=== Given data ===
┄┄┄┄┄┄┄┄┄┄┄┄┄┄┄┄┄┄┄┄

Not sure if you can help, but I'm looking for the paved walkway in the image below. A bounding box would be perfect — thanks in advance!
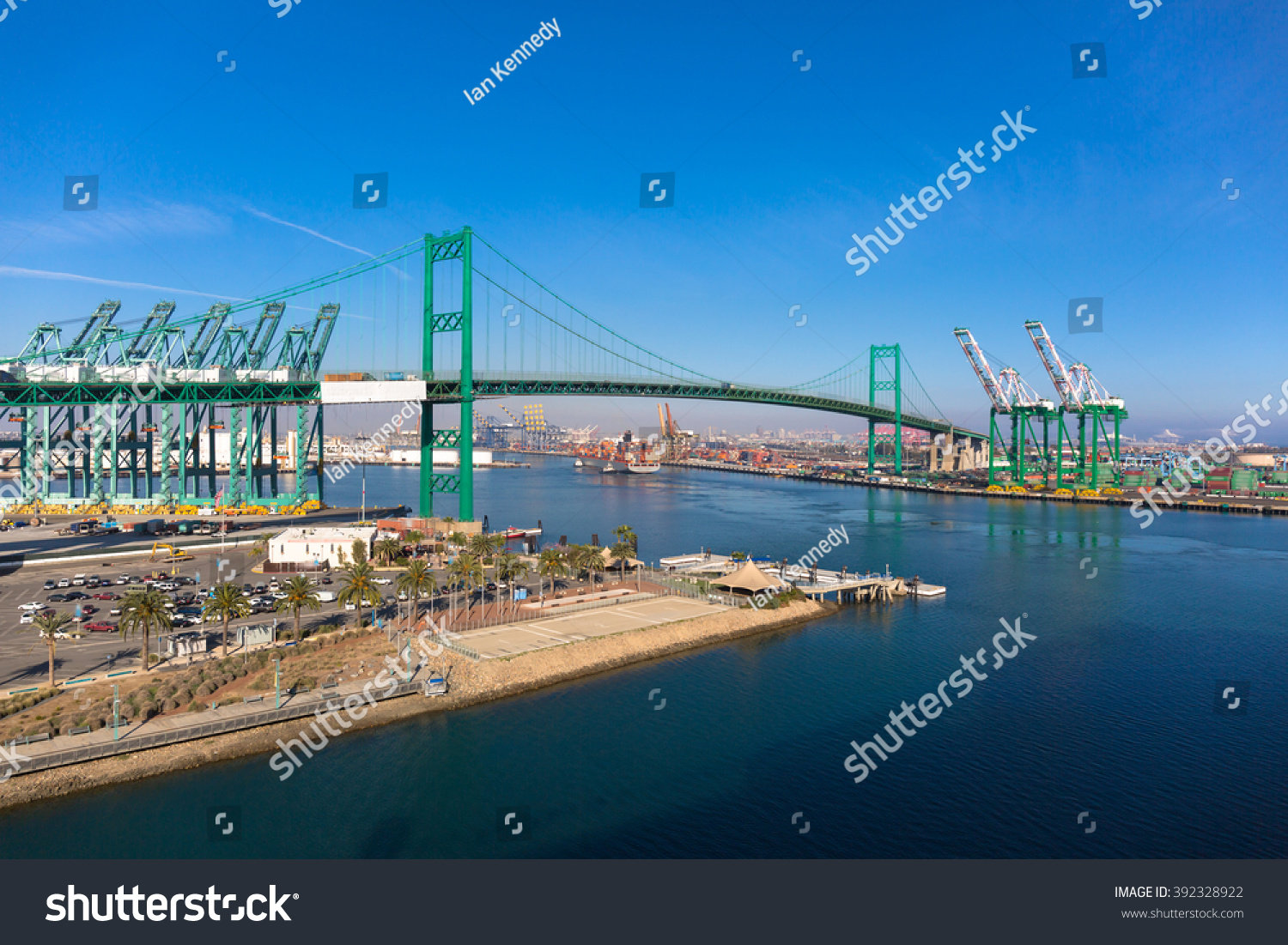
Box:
[5,666,430,770]
[460,597,729,659]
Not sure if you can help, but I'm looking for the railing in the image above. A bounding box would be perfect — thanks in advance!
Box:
[11,682,422,774]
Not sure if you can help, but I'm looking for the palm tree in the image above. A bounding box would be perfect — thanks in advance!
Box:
[352,538,368,564]
[394,558,438,623]
[376,538,402,564]
[18,610,72,688]
[337,561,383,627]
[608,541,635,590]
[201,581,250,657]
[447,551,483,623]
[277,574,322,640]
[120,590,175,672]
[538,548,568,597]
[494,551,531,618]
[574,545,605,592]
[613,525,641,558]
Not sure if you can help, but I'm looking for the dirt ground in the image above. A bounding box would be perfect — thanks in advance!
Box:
[0,600,836,809]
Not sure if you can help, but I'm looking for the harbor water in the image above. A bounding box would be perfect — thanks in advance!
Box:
[0,457,1288,857]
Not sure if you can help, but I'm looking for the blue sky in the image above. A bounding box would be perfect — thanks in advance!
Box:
[0,0,1288,443]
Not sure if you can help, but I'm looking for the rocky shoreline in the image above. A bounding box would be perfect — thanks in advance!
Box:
[0,600,837,810]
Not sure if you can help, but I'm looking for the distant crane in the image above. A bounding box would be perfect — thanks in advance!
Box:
[1024,321,1127,489]
[953,329,1056,486]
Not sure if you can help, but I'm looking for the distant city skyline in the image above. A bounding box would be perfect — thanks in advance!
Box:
[0,0,1288,439]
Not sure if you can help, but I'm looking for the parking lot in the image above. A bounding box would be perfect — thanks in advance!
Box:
[0,548,392,692]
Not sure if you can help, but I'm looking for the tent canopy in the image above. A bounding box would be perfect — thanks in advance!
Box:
[711,561,783,594]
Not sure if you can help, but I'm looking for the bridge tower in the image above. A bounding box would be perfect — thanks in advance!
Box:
[420,227,474,522]
[868,345,903,476]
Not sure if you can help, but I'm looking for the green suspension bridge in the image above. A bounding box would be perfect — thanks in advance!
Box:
[0,227,987,519]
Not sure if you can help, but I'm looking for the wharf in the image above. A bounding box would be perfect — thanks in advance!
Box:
[659,551,947,604]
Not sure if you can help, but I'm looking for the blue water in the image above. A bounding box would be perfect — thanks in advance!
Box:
[0,457,1288,857]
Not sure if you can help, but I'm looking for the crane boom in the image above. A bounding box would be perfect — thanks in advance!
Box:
[1024,321,1082,411]
[953,329,1012,414]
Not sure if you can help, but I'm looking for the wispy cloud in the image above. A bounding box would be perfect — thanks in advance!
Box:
[0,203,228,247]
[242,205,376,257]
[0,265,235,301]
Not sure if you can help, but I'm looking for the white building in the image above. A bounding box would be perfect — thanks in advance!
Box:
[268,525,376,568]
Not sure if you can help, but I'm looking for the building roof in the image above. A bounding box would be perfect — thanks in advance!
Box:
[711,561,783,591]
[270,525,376,542]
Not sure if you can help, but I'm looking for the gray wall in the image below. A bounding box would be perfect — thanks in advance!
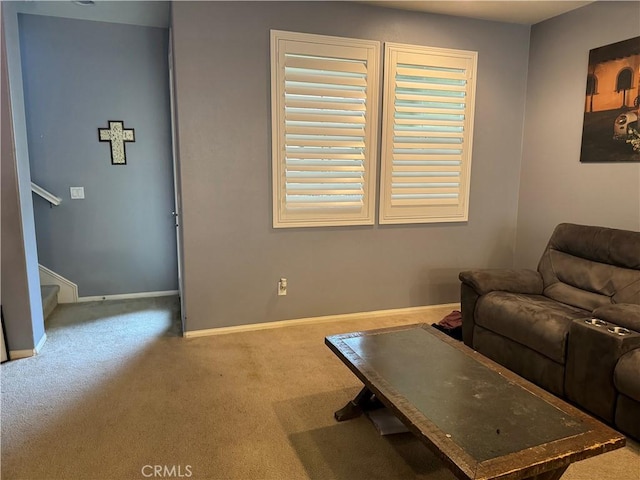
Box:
[172,2,529,331]
[1,2,45,350]
[20,14,177,296]
[515,2,640,268]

┄┄┄┄┄┄┄┄┄┄┄┄┄┄┄┄┄┄┄┄

=== What to produce ===
Convert every line of the rows above into a Markdown table with columns No. and Line, numbering the lines in order and skipping blank lines. Leave the pictures out of the table.

=== Complete response ===
| No. | Line |
|---|---|
| 1 | Not sure if you can help, but I'm looking for the paved walkway in the image below. A bounding box would be perfect — thanks in advance! |
| 2 | Box: |
| 3 | [5,666,430,770] |
| 4 | [460,597,729,659] |
| 5 | Not sure if you can help, but I'm looking for the railing in the image above. A bounding box would be perfect — thanks in advance! |
| 6 | Box: |
| 7 | [11,682,422,774] |
| 8 | Not sure if you can help, but I'm looking for the palm tree in the image above. A bounding box would be perfect — thanks in advance! |
| 9 | Box: |
| 10 | [352,538,368,564] |
| 11 | [394,558,438,623] |
| 12 | [376,538,402,564] |
| 13 | [18,610,72,688] |
| 14 | [337,561,383,627] |
| 15 | [608,541,635,590] |
| 16 | [201,581,250,657] |
| 17 | [447,551,483,623] |
| 18 | [277,574,322,640] |
| 19 | [120,590,175,672] |
| 20 | [538,548,568,597] |
| 21 | [494,551,531,618] |
| 22 | [574,545,605,592] |
| 23 | [613,525,641,558] |
| 24 | Not sure if you can help, but I'm looking for the dirt ground in the image above. A bounding box would be perfect — thanks in advance! |
| 25 | Box: |
| 26 | [0,600,836,809] |
| 27 | Not sure if you can help, but I'm looking for the harbor water in the image above. A bounding box would be perfect — thanks in advance! |
| 28 | Box: |
| 29 | [0,457,1288,857] |
| 30 | Not sure if you can help, but I'm looking for the blue sky in the image above. A bounding box would be perfect — thanks in advance! |
| 31 | Box: |
| 32 | [0,0,1288,443] |
| 33 | Not sure if you can help, but I'm looking for the rocky shoreline in the image above. A bounding box would be perfect — thanks in advance! |
| 34 | Box: |
| 35 | [0,600,837,810] |
| 36 | Not sure if you can help, but I'm looking for the distant crane in the image above. A bounding box would be perfect — thanks in advance! |
| 37 | Box: |
| 38 | [1024,321,1127,489] |
| 39 | [953,329,1056,486] |
| 40 | Not sure if you can help, but I'm looking for the distant city skyline in the image above. A bounding box would be perfect — thanks in advance! |
| 41 | Box: |
| 42 | [0,0,1288,439] |
| 43 | Not sure if you can help, but I'm looking for the parking lot in the image above. A bounding box would be perfect — thanks in advance! |
| 44 | Box: |
| 45 | [0,548,392,692] |
| 46 | Not sure if you can help, but I'm looking for the tent canopy in the image above. A bounding box would be perfect — thanks in advance! |
| 47 | Box: |
| 48 | [711,561,783,594] |
| 49 | Not sure if you can help, but I'm looking for the bridge tower in the image above. A bounding box would be perfect — thanks in advance! |
| 50 | Box: |
| 51 | [420,227,474,522] |
| 52 | [868,345,903,476] |
| 53 | Not sure if you can help, but I'm looking for the green suspension bridge in the image above. A bounding box would be perfect — thanks in advance! |
| 54 | Box: |
| 55 | [0,227,987,519] |
| 56 | Not sure if you can help, but I'm looking for the wharf in the image above. A bounding box would be perfect — thanks in advance! |
| 57 | Box: |
| 58 | [659,551,947,604] |
| 59 | Not sure if you can help, but I'm looking for the blue water in the image above. A bounding box would be perfect — thanks in advance! |
| 60 | Box: |
| 61 | [0,457,1288,857] |
| 62 | Not sure if you can help, but I'm looking for the crane boom in the image above. A bounding box would be perfect — thanks in advance! |
| 63 | Box: |
| 64 | [1024,321,1082,411] |
| 65 | [953,329,1012,414] |
| 66 | Not sure if you can help, but I'm looking for the wispy cloud in the image above. A bounding box would be perfect — thanks in advance! |
| 67 | Box: |
| 68 | [0,203,228,247] |
| 69 | [242,205,376,257] |
| 70 | [0,265,235,301] |
| 71 | Not sure if you can help, but I'm looking for the white building in the image above. A bounding box would be perfect — thanks in advance! |
| 72 | Box: |
| 73 | [268,525,376,568] |
| 74 | Not sure if you can help, but I'm looking for the building roof in the image above. A bounding box would be perfect — thanks in advance! |
| 75 | Box: |
| 76 | [711,561,783,591] |
| 77 | [270,525,376,542] |
| 78 | Not sure if you can help, but I'm looking for the gray wall in the image below. A bounding box would be perfect — thanks in advance! |
| 79 | Box: |
| 80 | [172,2,529,331] |
| 81 | [1,2,45,350] |
| 82 | [20,14,177,296] |
| 83 | [515,2,640,268] |